WHAT IS REQUIRED
Write the listing out again exactly as it stands, with no images.

-- DATASET ENTRIES follows --

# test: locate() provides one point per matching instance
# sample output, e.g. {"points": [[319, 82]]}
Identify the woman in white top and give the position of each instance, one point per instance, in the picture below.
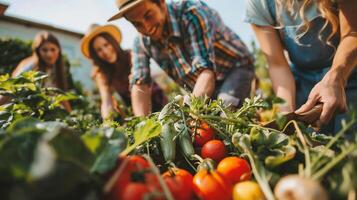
{"points": [[47, 57]]}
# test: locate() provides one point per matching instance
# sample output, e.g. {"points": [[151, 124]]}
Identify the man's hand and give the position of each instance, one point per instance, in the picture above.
{"points": [[141, 100], [331, 92], [205, 83]]}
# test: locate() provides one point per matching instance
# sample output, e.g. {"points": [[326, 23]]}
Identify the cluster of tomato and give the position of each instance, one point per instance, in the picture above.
{"points": [[229, 179], [137, 181]]}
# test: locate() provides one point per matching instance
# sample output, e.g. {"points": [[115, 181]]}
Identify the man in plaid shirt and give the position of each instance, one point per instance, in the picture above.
{"points": [[192, 45]]}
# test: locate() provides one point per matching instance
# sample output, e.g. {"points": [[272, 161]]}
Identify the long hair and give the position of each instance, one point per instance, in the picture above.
{"points": [[122, 63], [41, 38], [326, 8]]}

-- DATASET ENTRIES concluded --

ANSWER BOX
# test: locate() provides one point per matching instance
# sample output, e.g. {"points": [[319, 82]]}
Identify the woman in white top and give the position of each instance, one point per instance, in the picture below.
{"points": [[47, 57]]}
# test: locate() provides one point per matching instance
# sample output, e.g. {"points": [[151, 124]]}
Identify the man's hand and give the position of each instance, one point per instance, in the picture above.
{"points": [[141, 100], [331, 92], [205, 83]]}
# test: locate() provides one point per matching instance
# sample output, e.g. {"points": [[326, 23]]}
Identify the cluster of tomato and give the position of each instance, one point per instance, in the picture above.
{"points": [[229, 179], [137, 181]]}
# test: locate() provides one point per matching instance
# sample output, e.g. {"points": [[115, 181]]}
Identify the man in plaid shirt and give the position of each instance, one point per instance, in the picture above.
{"points": [[192, 45]]}
# test: locate() provides one point per matching instance
# sample output, e.g. {"points": [[272, 161]]}
Identify the long hair and give the position of each instance, one point per instance, in the picture above.
{"points": [[122, 63], [41, 38], [326, 8]]}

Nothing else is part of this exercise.